> _WHAT YOU SHOULD DO_
Give again, word for word, every line in the entries below from the line with "column 185, row 214" up to and including the line with "of the cloud", and no other line.

Referring expression data:

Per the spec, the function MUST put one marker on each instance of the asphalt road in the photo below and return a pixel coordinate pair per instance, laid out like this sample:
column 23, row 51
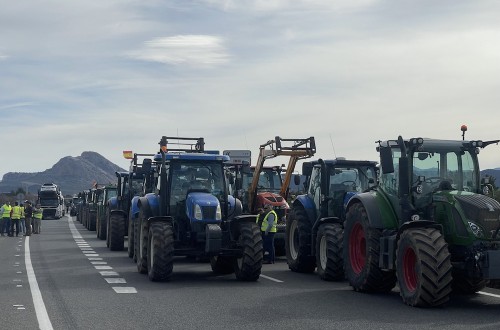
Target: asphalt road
column 66, row 278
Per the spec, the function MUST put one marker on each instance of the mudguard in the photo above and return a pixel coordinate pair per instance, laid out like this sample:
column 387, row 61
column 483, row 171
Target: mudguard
column 378, row 209
column 308, row 204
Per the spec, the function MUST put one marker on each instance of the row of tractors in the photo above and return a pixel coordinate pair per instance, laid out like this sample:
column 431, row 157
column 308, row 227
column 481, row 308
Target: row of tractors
column 421, row 218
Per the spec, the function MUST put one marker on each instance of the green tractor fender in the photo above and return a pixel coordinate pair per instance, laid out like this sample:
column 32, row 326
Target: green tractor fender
column 379, row 211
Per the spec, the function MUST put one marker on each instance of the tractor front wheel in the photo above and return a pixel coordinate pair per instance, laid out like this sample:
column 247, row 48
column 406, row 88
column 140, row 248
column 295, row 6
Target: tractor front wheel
column 248, row 266
column 423, row 267
column 161, row 251
column 329, row 258
column 298, row 242
column 361, row 254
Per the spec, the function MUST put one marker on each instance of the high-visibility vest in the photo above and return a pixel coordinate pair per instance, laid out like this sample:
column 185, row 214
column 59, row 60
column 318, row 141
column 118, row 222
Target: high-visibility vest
column 264, row 225
column 37, row 213
column 16, row 212
column 6, row 211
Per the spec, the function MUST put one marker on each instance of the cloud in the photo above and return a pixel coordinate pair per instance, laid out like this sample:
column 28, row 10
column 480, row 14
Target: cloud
column 275, row 5
column 192, row 50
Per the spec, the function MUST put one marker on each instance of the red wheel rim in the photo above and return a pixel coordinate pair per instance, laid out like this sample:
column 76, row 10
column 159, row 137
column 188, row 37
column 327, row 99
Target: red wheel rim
column 357, row 248
column 409, row 272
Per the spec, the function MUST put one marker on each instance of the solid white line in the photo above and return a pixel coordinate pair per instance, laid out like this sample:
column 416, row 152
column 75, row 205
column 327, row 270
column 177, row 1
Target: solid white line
column 41, row 312
column 271, row 278
column 489, row 294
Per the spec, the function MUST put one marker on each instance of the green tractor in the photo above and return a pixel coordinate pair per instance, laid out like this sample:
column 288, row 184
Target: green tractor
column 427, row 226
column 315, row 229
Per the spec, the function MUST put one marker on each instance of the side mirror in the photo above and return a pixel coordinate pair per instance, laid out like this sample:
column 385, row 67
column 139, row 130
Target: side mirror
column 386, row 160
column 296, row 179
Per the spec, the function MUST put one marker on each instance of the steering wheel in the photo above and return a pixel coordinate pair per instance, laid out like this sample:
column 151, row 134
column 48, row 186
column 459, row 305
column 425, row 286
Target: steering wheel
column 433, row 179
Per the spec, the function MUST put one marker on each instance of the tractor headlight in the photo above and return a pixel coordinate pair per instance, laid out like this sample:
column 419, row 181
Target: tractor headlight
column 478, row 232
column 218, row 213
column 197, row 212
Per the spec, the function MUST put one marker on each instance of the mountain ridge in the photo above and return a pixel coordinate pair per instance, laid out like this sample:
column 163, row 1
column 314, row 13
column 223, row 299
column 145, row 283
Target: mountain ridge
column 71, row 174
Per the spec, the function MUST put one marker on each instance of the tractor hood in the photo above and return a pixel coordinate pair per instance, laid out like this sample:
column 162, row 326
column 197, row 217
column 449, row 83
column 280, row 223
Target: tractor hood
column 481, row 213
column 203, row 207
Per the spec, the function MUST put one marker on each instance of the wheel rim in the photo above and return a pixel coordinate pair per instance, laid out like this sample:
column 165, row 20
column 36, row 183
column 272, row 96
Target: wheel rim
column 293, row 240
column 409, row 271
column 323, row 252
column 357, row 248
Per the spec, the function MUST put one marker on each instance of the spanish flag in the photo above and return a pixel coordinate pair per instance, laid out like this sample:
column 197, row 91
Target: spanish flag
column 127, row 154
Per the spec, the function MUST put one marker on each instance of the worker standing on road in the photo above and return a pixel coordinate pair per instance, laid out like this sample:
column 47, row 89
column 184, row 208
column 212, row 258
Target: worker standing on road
column 37, row 218
column 6, row 218
column 22, row 223
column 268, row 230
column 28, row 214
column 15, row 216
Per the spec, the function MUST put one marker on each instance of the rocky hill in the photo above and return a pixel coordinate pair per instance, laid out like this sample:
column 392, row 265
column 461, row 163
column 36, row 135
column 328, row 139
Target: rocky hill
column 71, row 174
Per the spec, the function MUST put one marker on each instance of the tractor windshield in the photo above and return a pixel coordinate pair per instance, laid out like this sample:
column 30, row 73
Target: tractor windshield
column 445, row 170
column 187, row 176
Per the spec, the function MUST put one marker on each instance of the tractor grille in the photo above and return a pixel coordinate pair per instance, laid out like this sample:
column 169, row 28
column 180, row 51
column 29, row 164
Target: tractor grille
column 209, row 212
column 275, row 199
column 482, row 210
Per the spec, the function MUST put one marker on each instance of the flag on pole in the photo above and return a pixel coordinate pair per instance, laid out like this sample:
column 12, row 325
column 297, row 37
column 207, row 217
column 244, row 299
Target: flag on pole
column 127, row 154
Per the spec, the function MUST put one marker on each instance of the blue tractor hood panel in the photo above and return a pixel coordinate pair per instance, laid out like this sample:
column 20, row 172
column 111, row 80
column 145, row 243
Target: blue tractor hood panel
column 113, row 203
column 134, row 207
column 205, row 203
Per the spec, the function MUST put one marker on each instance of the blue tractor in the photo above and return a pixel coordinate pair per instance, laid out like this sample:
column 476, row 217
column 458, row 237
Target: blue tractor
column 192, row 214
column 314, row 230
column 130, row 184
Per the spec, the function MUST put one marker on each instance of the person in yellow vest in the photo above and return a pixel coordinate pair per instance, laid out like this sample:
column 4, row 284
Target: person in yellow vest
column 267, row 220
column 28, row 213
column 5, row 225
column 15, row 219
column 37, row 218
column 22, row 223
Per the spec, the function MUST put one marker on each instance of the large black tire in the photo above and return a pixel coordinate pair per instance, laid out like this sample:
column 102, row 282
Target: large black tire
column 131, row 242
column 101, row 228
column 141, row 243
column 423, row 267
column 222, row 264
column 116, row 233
column 248, row 266
column 361, row 254
column 463, row 284
column 92, row 220
column 329, row 255
column 298, row 242
column 161, row 251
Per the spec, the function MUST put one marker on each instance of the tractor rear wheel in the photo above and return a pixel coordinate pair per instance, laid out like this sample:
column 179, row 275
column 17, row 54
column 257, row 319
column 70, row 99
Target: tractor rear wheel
column 92, row 220
column 298, row 242
column 101, row 228
column 161, row 251
column 467, row 285
column 131, row 242
column 116, row 232
column 222, row 264
column 329, row 255
column 361, row 254
column 141, row 244
column 423, row 267
column 247, row 267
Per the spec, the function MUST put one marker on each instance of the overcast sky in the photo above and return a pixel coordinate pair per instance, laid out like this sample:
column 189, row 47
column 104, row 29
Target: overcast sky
column 114, row 75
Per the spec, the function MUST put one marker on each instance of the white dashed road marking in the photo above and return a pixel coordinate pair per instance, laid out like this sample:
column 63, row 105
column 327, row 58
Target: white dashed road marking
column 40, row 309
column 97, row 262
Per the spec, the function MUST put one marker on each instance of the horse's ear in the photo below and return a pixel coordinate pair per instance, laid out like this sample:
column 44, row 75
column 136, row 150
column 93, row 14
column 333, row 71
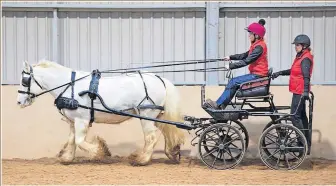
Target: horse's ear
column 26, row 66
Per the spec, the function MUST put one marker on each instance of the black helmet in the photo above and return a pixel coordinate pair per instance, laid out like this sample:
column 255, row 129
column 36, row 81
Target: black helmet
column 302, row 39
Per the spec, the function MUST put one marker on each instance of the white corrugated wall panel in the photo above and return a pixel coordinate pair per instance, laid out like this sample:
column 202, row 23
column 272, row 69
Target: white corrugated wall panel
column 111, row 40
column 25, row 36
column 281, row 29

> _WRITTEN ANSWER_
column 185, row 214
column 59, row 60
column 318, row 141
column 118, row 222
Target: high-visibility vest
column 264, row 225
column 37, row 213
column 16, row 212
column 6, row 211
Per the spec, the function MUST put one marker on each instance of the cloud in the photo above and return a pixel coordinate pair per instance, laid out like this sample:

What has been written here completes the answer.